ABOUT THIS EXERCISE - Where a line of the data holds the word "palm", copy that line.

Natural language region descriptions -
************

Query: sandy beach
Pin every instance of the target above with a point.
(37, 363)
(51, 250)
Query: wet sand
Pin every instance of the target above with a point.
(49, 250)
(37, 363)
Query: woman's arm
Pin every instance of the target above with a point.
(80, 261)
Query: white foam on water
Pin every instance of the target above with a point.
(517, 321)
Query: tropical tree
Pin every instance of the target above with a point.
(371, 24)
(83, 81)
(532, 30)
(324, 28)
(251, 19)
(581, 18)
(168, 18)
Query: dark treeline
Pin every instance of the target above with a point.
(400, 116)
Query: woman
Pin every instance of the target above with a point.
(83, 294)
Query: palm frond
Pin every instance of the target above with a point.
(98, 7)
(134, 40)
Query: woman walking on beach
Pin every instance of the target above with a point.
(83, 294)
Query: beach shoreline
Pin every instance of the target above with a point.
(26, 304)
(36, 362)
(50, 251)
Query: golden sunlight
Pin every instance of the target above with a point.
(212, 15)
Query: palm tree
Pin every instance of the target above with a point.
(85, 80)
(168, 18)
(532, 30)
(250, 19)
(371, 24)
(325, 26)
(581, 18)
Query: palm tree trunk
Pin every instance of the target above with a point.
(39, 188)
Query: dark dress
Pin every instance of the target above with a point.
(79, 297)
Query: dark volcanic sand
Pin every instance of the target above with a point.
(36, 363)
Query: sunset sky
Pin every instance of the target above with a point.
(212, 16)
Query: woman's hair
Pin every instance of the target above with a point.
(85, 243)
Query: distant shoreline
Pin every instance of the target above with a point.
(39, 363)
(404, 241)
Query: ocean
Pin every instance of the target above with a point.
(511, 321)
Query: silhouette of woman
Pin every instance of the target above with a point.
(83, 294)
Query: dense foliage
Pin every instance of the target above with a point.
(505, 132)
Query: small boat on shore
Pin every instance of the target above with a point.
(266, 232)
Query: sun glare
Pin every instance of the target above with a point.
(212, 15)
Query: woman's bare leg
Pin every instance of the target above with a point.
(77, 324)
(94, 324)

************

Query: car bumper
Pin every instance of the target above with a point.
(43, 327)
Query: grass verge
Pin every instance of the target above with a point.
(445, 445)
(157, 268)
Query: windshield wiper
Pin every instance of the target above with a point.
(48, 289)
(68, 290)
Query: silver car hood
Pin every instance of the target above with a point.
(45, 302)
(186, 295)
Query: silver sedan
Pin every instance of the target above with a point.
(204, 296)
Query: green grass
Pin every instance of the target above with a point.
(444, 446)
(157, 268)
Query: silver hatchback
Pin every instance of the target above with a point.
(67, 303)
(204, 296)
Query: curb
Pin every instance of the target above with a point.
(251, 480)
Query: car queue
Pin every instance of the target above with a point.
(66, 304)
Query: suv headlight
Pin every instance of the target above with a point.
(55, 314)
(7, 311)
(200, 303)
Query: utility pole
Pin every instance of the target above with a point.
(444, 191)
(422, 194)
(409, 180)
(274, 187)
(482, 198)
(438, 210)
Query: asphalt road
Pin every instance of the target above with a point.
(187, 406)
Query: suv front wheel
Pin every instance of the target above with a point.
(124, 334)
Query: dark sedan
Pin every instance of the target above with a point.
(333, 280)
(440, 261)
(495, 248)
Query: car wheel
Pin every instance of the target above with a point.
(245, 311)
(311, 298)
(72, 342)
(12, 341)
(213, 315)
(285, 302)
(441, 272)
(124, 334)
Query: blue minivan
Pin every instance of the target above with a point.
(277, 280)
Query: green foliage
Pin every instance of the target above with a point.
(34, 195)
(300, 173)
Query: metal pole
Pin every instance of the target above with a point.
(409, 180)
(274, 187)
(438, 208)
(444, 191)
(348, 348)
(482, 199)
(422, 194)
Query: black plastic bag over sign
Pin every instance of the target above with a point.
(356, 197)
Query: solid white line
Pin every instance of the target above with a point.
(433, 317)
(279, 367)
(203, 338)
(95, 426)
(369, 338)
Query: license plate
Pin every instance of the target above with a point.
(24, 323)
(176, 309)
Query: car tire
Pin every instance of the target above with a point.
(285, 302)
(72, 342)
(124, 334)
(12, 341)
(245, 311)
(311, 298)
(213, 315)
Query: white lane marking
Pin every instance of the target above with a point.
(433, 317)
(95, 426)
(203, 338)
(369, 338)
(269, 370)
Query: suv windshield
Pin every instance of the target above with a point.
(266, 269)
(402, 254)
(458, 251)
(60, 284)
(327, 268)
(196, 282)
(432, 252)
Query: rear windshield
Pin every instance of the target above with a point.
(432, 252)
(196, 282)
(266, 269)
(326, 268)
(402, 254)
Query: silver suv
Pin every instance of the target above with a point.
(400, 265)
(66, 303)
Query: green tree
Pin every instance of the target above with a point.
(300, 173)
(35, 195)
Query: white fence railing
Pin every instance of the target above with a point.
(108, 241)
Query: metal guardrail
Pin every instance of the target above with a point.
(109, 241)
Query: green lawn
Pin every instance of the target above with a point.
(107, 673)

************

EXERCISE OUTPUT -
Query: palm frond
Query: palm tree
Query: palm tree trunk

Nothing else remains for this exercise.